#### [GIVEN PROBLEM]
Report how many lines in the records below contain the string "sunglasses", with case counting. Give only the number.

····················

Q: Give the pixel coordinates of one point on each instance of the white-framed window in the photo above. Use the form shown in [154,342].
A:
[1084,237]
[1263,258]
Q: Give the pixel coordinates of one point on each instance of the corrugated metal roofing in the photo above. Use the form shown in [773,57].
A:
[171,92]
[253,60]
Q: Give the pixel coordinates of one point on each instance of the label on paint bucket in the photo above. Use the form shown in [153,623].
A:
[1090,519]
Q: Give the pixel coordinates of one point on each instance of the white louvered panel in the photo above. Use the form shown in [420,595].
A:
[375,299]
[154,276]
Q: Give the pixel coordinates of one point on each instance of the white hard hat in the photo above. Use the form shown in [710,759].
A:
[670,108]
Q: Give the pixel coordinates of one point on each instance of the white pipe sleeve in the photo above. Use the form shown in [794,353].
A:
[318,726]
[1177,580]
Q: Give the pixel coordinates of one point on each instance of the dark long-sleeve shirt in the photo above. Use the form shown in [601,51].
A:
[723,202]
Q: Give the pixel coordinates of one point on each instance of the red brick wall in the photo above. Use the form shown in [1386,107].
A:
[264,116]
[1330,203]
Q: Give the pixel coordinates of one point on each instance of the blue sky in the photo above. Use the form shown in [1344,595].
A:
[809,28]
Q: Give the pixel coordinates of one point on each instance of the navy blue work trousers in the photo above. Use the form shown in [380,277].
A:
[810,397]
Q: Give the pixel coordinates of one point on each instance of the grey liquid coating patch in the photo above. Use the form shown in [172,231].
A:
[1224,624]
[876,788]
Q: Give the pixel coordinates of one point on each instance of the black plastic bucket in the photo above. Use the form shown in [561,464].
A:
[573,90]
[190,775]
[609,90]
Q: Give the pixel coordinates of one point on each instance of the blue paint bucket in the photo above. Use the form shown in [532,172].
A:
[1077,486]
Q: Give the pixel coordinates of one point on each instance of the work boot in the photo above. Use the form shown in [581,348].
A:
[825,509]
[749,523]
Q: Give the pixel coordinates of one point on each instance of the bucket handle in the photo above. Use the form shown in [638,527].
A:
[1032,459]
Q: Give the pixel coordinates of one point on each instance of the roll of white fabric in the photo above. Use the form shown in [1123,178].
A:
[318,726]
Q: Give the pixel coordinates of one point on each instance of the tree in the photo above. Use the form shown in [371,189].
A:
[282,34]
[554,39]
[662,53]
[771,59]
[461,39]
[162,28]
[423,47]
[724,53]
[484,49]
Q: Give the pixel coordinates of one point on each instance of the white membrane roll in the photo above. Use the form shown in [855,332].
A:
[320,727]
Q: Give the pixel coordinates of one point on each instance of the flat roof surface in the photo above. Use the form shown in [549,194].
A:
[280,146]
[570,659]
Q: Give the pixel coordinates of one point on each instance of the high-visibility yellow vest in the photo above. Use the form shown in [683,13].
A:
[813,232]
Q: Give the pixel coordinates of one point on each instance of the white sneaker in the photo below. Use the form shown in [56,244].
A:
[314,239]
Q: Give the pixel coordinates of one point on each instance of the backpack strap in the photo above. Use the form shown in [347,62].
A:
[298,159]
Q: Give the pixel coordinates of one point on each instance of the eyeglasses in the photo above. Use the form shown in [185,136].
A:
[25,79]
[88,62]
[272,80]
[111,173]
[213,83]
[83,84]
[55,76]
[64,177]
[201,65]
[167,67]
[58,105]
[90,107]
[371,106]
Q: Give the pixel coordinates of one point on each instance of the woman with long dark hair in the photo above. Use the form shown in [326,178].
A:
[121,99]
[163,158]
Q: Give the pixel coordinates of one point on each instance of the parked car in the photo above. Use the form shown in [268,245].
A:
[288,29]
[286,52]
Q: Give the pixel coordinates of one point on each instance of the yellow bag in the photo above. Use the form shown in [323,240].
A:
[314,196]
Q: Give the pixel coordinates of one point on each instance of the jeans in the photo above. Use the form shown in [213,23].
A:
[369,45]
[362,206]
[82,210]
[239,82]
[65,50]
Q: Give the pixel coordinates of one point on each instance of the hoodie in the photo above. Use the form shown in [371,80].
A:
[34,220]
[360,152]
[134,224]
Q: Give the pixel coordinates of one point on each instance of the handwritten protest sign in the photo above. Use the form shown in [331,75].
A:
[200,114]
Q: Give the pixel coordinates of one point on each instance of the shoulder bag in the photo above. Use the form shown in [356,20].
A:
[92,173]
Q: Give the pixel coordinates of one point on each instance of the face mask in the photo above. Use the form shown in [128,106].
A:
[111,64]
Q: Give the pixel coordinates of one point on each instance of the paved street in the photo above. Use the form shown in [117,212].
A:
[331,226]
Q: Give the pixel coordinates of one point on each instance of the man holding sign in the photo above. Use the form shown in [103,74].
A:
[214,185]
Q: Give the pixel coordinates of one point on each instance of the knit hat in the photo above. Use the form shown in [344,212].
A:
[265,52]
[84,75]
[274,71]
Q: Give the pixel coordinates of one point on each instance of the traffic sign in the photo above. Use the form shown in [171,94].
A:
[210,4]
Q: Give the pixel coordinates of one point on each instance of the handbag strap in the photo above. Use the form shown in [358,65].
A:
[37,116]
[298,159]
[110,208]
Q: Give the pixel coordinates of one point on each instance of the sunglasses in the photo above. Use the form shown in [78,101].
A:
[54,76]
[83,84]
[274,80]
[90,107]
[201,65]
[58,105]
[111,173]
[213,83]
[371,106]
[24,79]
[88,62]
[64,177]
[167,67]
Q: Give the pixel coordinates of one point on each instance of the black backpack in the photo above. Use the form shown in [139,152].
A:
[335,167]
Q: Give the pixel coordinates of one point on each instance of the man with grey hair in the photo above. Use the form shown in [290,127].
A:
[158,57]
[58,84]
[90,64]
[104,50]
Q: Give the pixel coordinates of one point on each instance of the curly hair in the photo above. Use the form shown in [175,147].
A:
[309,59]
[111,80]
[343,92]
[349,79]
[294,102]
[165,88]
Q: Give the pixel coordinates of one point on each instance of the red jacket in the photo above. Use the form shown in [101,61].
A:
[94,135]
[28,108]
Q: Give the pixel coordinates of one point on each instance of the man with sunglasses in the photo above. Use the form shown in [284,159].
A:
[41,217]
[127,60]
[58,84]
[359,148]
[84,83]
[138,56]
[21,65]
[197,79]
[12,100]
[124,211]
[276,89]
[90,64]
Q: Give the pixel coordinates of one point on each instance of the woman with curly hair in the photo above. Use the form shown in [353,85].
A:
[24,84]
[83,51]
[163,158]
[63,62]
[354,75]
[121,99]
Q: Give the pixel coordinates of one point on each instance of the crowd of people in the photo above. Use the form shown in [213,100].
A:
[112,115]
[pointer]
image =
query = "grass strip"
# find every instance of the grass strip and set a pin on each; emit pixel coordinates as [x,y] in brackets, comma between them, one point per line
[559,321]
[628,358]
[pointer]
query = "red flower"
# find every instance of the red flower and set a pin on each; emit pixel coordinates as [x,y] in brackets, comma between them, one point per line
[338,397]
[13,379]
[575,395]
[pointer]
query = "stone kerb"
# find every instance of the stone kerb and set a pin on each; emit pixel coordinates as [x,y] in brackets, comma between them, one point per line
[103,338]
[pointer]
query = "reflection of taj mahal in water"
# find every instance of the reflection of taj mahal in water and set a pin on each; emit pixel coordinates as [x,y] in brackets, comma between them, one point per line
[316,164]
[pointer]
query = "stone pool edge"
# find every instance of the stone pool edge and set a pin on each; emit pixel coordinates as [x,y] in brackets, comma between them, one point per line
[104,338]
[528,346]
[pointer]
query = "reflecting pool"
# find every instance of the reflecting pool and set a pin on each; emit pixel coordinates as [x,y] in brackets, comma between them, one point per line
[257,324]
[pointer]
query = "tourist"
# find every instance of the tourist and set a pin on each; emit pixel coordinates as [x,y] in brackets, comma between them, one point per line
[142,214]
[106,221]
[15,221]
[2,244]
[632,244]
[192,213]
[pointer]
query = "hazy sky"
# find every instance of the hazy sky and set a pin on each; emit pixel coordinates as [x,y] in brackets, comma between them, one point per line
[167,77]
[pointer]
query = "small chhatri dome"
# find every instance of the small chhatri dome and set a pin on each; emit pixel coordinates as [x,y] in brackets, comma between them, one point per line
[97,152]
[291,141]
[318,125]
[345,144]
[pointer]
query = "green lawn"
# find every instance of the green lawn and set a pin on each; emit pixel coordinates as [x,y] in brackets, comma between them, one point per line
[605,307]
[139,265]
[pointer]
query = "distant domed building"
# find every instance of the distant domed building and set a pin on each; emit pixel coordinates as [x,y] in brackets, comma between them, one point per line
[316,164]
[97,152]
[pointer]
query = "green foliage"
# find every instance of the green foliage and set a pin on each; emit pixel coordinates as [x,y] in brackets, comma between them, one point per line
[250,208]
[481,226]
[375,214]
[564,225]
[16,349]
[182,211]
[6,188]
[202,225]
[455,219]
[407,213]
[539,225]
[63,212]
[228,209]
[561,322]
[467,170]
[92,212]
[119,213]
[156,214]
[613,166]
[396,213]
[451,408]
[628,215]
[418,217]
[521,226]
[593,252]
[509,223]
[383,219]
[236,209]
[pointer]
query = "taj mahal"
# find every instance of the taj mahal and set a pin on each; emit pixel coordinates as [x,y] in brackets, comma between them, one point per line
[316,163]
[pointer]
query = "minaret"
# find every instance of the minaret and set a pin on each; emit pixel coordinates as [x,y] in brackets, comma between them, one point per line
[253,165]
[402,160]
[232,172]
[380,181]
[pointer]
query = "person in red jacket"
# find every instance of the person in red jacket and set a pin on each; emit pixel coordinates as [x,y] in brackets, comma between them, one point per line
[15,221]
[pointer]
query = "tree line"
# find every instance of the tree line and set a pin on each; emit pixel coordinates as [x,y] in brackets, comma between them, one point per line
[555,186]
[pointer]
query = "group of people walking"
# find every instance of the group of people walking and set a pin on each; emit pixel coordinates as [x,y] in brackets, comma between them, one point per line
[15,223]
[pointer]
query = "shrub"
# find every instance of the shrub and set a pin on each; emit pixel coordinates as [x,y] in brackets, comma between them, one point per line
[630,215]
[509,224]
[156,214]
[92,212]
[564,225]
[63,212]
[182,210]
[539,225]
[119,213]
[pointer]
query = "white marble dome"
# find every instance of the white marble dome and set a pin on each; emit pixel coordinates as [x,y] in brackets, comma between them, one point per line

····················

#### [RESPONSE BELOW]
2